Data items:
## Begin

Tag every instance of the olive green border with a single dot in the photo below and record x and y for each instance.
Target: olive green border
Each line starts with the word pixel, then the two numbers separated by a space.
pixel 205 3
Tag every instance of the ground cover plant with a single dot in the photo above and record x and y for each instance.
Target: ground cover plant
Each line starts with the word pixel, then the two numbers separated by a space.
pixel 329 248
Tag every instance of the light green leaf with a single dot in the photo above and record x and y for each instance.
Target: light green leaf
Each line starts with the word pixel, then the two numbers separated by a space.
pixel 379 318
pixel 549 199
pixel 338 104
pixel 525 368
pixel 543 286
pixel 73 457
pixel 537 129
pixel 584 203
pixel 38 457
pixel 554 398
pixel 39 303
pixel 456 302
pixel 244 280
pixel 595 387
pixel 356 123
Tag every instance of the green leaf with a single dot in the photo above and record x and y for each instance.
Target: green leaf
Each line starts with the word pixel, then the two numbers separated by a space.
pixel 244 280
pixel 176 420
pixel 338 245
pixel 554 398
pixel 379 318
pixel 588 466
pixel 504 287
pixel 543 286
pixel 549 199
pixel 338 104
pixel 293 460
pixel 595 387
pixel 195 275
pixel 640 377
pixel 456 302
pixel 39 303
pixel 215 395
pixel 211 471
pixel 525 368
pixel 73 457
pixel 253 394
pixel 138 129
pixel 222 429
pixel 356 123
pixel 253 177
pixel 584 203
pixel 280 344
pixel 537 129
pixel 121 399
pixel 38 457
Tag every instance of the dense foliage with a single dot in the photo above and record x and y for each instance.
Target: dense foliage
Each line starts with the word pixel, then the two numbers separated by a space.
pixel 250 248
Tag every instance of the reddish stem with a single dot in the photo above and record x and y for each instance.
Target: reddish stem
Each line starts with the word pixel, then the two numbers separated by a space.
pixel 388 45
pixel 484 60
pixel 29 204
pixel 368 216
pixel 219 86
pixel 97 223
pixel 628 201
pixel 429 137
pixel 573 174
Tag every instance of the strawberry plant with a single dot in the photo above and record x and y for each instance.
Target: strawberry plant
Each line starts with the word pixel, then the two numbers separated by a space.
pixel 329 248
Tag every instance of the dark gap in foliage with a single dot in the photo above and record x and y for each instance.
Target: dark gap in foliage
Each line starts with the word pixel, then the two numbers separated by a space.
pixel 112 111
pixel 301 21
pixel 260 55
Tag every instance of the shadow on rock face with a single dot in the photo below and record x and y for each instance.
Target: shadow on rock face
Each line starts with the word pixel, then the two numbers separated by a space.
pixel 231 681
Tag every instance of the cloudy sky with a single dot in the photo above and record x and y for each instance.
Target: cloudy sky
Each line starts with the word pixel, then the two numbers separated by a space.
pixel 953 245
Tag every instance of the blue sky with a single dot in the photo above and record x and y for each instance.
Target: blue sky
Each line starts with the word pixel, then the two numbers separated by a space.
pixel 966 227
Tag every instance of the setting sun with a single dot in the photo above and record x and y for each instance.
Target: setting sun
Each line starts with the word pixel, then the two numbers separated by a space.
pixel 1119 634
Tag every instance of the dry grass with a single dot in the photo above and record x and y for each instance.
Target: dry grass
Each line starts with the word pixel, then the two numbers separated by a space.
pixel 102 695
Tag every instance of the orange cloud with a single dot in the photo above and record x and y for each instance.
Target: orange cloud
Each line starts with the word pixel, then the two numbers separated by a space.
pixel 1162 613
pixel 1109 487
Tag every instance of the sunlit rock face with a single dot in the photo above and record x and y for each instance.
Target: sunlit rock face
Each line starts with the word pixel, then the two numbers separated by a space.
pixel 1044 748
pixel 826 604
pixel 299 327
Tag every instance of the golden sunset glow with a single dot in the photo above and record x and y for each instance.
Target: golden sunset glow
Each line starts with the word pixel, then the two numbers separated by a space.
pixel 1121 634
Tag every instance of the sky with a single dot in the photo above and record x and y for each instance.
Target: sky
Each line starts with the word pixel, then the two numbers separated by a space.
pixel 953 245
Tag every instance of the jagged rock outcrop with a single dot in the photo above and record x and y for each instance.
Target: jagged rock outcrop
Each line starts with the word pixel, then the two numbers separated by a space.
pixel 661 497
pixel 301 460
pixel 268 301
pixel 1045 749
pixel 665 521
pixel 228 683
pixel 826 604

## End

Express every row above as a JSON array of strings, with one string for each line and blank lines omitted.

[
  "Tag every instance of the olive green border with a single dot in the photo below and record x and y for each instance.",
  "Target: olive green border",
  "Each line starts with the word pixel, then the two numbers separated by a space.",
  "pixel 205 3",
  "Tag every instance of the ground cover plant with a single dot in the photo above and record x and y for each instance.",
  "Target: ground cover plant",
  "Each line starts with the word pixel, then the two numbers separated by a space.",
  "pixel 329 248",
  "Tag every instance of the light green leaf with a single dot in the photo above and record x and y for each instance.",
  "Target: light green leaf",
  "Each line starts with the word pixel, then the two numbers separated by a space.",
  "pixel 379 318",
  "pixel 549 199",
  "pixel 338 104",
  "pixel 525 368",
  "pixel 543 286",
  "pixel 73 457",
  "pixel 537 129",
  "pixel 584 203",
  "pixel 38 457",
  "pixel 554 398",
  "pixel 39 303",
  "pixel 456 302",
  "pixel 244 280",
  "pixel 595 387",
  "pixel 356 123",
  "Tag every instance of the green leaf with a single dot in the photo above and record x and y for each instance.",
  "Target: green leaf",
  "Each line starts with the word pixel, then the two numbers separated by a space.",
  "pixel 244 280",
  "pixel 176 420",
  "pixel 338 245",
  "pixel 554 398",
  "pixel 379 318",
  "pixel 588 466",
  "pixel 504 287",
  "pixel 543 286",
  "pixel 549 199",
  "pixel 338 104",
  "pixel 293 460",
  "pixel 595 387",
  "pixel 195 275",
  "pixel 640 377",
  "pixel 456 302",
  "pixel 39 303",
  "pixel 215 395",
  "pixel 211 471",
  "pixel 525 368",
  "pixel 73 457",
  "pixel 253 394",
  "pixel 138 129",
  "pixel 222 429",
  "pixel 356 123",
  "pixel 253 177",
  "pixel 584 203",
  "pixel 280 344",
  "pixel 537 129",
  "pixel 121 399",
  "pixel 38 457",
  "Tag every instance of the dense foliage with a single dot in the photo above and record x and y for each instance.",
  "Target: dense foliage",
  "Each line starts with the word pixel, then the two numbers separated by a space.",
  "pixel 250 248",
  "Tag every instance of the reddish stem with a single dot in the photo above and record x and y for each instance.",
  "Target: reddish stem",
  "Each line starts with the word pixel, then the two numbers separated by a space.",
  "pixel 388 45",
  "pixel 484 60",
  "pixel 29 204",
  "pixel 368 216",
  "pixel 219 86",
  "pixel 97 223",
  "pixel 628 201",
  "pixel 429 137",
  "pixel 573 174",
  "Tag every instance of the strawberry plant with a single dot in the photo above and record x and y for each instance.",
  "Target: strawberry plant",
  "Each line starts with the word pixel, then the two numbers separated by a space.",
  "pixel 329 248",
  "Tag every instance of the dark gap in foliage with a single dot in the photo above and record x and y for each instance.",
  "Target: dark gap in foliage",
  "Each line starts with the word pixel, then the two numbers separated by a space.",
  "pixel 112 111",
  "pixel 301 21",
  "pixel 260 55",
  "Tag every instance of the shadow on rock face with a single dot in the photo below and record x and y for each instance.",
  "Target: shadow on rock face",
  "Each line starts with the word pixel, then the two numbers separated by a space.",
  "pixel 231 681",
  "Tag every instance of the cloudy sky with a single dot in the photo above and record x and y for each instance.",
  "Target: cloudy sky",
  "Each line starts with the word pixel, then the two numbers separated by a space.",
  "pixel 953 245",
  "Tag every instance of the blue sky with a single dot in the photo above and record x and y for each instance.",
  "Target: blue sky",
  "Each line starts with the word pixel, then the two numbers separated by a space.",
  "pixel 966 227",
  "Tag every instance of the setting sun with a single dot in the photo above and record x and y for each instance.",
  "Target: setting sun",
  "Each line starts with the word pixel, then the two numbers separated by a space.",
  "pixel 1119 634",
  "Tag every instance of the dry grass with a single dot in the photo above and record x and y for each instance.",
  "Target: dry grass",
  "Each line starts with the word pixel, then the two numbers separated by a space.",
  "pixel 102 695",
  "Tag every instance of the orange cloud with a single dot in the photo above and record x and y for each instance.",
  "Target: orange cloud",
  "Each line starts with the word pixel, then the two numbers separated by a space.",
  "pixel 1162 613",
  "pixel 1109 487",
  "Tag every instance of the sunlit rock face with a single dot in the photo above and record x and y for each instance.",
  "Target: sunlit rock face",
  "Each line starts with the word pixel, then the two numbers separated by a space.",
  "pixel 1044 748",
  "pixel 826 604",
  "pixel 299 327",
  "Tag every instance of the golden sunset glow with a single dot in the photo above and record x and y for each instance.",
  "Target: golden sunset glow",
  "Each line starts with the word pixel, then the two numbers separated by a space.",
  "pixel 1121 634",
  "Tag every instance of the sky with a single dot in the photo above and record x and y for each instance.",
  "Target: sky",
  "Each line starts with the word pixel, then the two numbers separated by a space.",
  "pixel 953 245",
  "Tag every instance of the jagged rock outcrop with a single dot in the photo above and record x and y for each instance.",
  "Target: jagged rock outcrop",
  "Each line starts with the word pixel, then the two numbers separated by a space.",
  "pixel 661 497",
  "pixel 301 460",
  "pixel 268 301",
  "pixel 1045 749",
  "pixel 665 521",
  "pixel 228 683",
  "pixel 826 604"
]